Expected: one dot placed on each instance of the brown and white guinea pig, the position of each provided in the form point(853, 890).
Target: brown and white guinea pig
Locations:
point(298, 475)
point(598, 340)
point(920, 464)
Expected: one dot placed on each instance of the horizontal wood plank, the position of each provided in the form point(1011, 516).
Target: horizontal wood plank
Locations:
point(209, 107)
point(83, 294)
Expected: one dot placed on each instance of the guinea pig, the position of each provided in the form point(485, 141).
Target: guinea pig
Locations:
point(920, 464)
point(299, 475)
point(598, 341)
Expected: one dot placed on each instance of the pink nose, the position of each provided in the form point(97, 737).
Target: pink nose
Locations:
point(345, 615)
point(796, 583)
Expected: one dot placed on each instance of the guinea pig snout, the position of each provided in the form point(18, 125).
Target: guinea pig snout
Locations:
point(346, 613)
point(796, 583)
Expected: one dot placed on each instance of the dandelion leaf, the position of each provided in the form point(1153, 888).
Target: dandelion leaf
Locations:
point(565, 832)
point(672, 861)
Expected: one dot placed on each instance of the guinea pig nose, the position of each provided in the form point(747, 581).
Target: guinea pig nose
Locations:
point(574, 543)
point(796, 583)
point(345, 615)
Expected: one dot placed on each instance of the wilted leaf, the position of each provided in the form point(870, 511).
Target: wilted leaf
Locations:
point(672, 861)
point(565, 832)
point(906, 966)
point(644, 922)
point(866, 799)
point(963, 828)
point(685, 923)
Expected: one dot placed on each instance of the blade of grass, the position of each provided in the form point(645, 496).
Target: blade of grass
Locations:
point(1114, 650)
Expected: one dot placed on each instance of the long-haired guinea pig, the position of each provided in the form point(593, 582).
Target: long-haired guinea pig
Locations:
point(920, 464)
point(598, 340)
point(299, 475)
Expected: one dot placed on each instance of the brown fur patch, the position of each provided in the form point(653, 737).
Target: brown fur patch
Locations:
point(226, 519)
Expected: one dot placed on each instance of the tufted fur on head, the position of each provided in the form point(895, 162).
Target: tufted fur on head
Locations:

········

### EXERCISE OBJECTIVE
Set out every line of the material above as a numbered list, omitting any blank lines.

### SOLUTION TO THIS EXERCISE
1. Expected: one dot placed on each instance of the brown and white guinea pig, the position of each provided in the form point(853, 890).
2. Target: brown and white guinea pig
3. Locations:
4. point(298, 475)
5. point(598, 340)
6. point(920, 464)
7. Expected: one dot placed on each instance of the horizontal wood plank, the position of each provided in the form point(1011, 516).
8. Target: horizontal wood plank
9. Locations:
10. point(209, 107)
11. point(83, 294)
12. Expected: one dot placed on each instance of the guinea pig, the position of each provided in the form point(485, 141).
13. Target: guinea pig
14. Locations:
15. point(920, 464)
16. point(299, 475)
17. point(598, 341)
18. Expected: one dot placed on each instance of the pink nose, the position of each provided in the form point(97, 737).
19. Target: pink nose
20. Locations:
21. point(345, 615)
22. point(796, 583)
23. Expected: one dot placed on each instance of the guinea pig snout, the position of each provided in the form point(18, 125).
24. Target: guinea pig snout
25. Locations:
26. point(346, 613)
27. point(796, 583)
28. Expected: one dot placed on each instance of the dandelion leaf, the position of each provided in the form point(1153, 888).
29. Target: dandelion leaf
30. Locations:
31. point(565, 832)
32. point(672, 861)
33. Expected: one dot placed on each instance of the guinea pig nose, the position of each provided in the form point(747, 581).
34. Target: guinea pig nose
35. Locations:
36. point(574, 543)
37. point(796, 583)
38. point(345, 615)
39. Expected: one dot placed on each instance of the wilted leaf, the position of each provided in the form point(870, 511).
40. Target: wilted leaf
41. Locations:
42. point(672, 861)
43. point(565, 832)
44. point(906, 966)
45. point(644, 922)
46. point(866, 799)
47. point(963, 828)
48. point(685, 923)
49. Expected: one dot placed on each instance of the blade of grass, the position of each provided in the form point(645, 496).
50. Target: blade of grass
51. Locations:
52. point(1114, 650)
53. Expected: one dot placed on each instance of the long-haired guinea pig, the position of each provided in the form point(593, 582).
54. Target: long-haired guinea pig
55. Locations:
56. point(920, 464)
57. point(598, 340)
58. point(299, 475)
59. Expected: one dot placed on each instance of the brown fur patch, the position of each provided in the form point(653, 737).
60. Target: brown fur patch
61. Locations:
62. point(226, 519)
63. Expected: one dot placed on each instance of the tufted fur on head, the position of each provided in the form point(895, 162).
64. Target: tufted fur on head
65. Locations:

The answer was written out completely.